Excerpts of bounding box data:
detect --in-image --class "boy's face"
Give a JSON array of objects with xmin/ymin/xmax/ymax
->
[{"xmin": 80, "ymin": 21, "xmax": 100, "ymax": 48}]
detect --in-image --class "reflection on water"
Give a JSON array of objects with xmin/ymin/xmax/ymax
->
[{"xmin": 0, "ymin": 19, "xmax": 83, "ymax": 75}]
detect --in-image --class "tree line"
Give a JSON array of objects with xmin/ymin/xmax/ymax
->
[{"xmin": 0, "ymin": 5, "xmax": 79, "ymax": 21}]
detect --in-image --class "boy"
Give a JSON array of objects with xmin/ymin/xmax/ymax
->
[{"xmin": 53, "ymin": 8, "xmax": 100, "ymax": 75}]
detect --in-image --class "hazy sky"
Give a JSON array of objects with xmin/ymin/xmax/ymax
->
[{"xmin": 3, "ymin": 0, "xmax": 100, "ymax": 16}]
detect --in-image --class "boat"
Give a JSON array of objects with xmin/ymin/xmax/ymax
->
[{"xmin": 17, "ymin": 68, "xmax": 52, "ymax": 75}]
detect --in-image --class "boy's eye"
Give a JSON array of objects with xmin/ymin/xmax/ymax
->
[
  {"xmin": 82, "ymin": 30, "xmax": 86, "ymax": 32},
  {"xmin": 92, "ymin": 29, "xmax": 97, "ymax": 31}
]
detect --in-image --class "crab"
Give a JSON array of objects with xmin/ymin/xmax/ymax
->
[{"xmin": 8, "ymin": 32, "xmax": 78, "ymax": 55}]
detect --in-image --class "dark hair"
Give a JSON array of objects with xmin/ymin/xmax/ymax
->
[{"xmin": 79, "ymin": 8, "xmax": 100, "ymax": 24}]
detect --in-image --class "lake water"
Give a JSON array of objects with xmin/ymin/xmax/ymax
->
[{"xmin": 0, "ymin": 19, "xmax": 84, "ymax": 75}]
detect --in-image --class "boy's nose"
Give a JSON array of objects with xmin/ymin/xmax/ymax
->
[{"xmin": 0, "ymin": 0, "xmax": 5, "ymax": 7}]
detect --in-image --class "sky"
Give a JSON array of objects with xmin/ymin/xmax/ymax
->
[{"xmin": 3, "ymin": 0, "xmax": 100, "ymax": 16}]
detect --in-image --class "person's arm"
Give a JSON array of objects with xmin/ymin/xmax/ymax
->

REQUIRED WORK: From the first line to the last, please quote the material above exactly.

RESPONSE BELOW:
detect --in-image --class "boy's face"
Give a JSON array of objects with xmin/ymin/xmax/ymax
->
[{"xmin": 80, "ymin": 21, "xmax": 100, "ymax": 48}]
detect --in-image --class "reflection on water"
Give a JSON array of objects with xmin/ymin/xmax/ymax
->
[{"xmin": 0, "ymin": 19, "xmax": 83, "ymax": 75}]
detect --in-image --class "tree line"
Give a JSON array of objects with xmin/ymin/xmax/ymax
->
[{"xmin": 0, "ymin": 5, "xmax": 79, "ymax": 21}]
detect --in-image --class "boy"
Give a JSON array of objects with xmin/ymin/xmax/ymax
->
[{"xmin": 53, "ymin": 8, "xmax": 100, "ymax": 75}]
detect --in-image --class "hazy sky"
Give a JSON array of objects with xmin/ymin/xmax/ymax
->
[{"xmin": 3, "ymin": 0, "xmax": 100, "ymax": 16}]
detect --in-image --class "boat"
Give a JSON array of objects with xmin/ymin/xmax/ymax
->
[{"xmin": 17, "ymin": 68, "xmax": 52, "ymax": 75}]
detect --in-image --class "boy's eye"
Give a JSON array of objects with xmin/ymin/xmax/ymax
->
[
  {"xmin": 82, "ymin": 30, "xmax": 86, "ymax": 32},
  {"xmin": 92, "ymin": 29, "xmax": 97, "ymax": 31}
]
detect --in-image --class "crab"
Give a JSON array of objects with xmin/ymin/xmax/ymax
->
[{"xmin": 8, "ymin": 32, "xmax": 78, "ymax": 55}]
detect --in-image --class "dark hair"
Give a JSON array of objects with xmin/ymin/xmax/ymax
->
[{"xmin": 79, "ymin": 8, "xmax": 100, "ymax": 24}]
detect --in-image --class "lake water"
Give a JSON array of objects with xmin/ymin/xmax/ymax
->
[{"xmin": 0, "ymin": 19, "xmax": 84, "ymax": 75}]
detect --in-image --class "boy's nose"
Give a JSON array of objects with xmin/ymin/xmax/ymax
->
[{"xmin": 0, "ymin": 0, "xmax": 5, "ymax": 7}]
detect --in-image --class "sky"
Give a JSON array of objects with xmin/ymin/xmax/ymax
->
[{"xmin": 3, "ymin": 0, "xmax": 100, "ymax": 16}]
detect --in-image --class "person's arm"
Give a JSON array of objects with xmin/ymin/xmax/ymax
->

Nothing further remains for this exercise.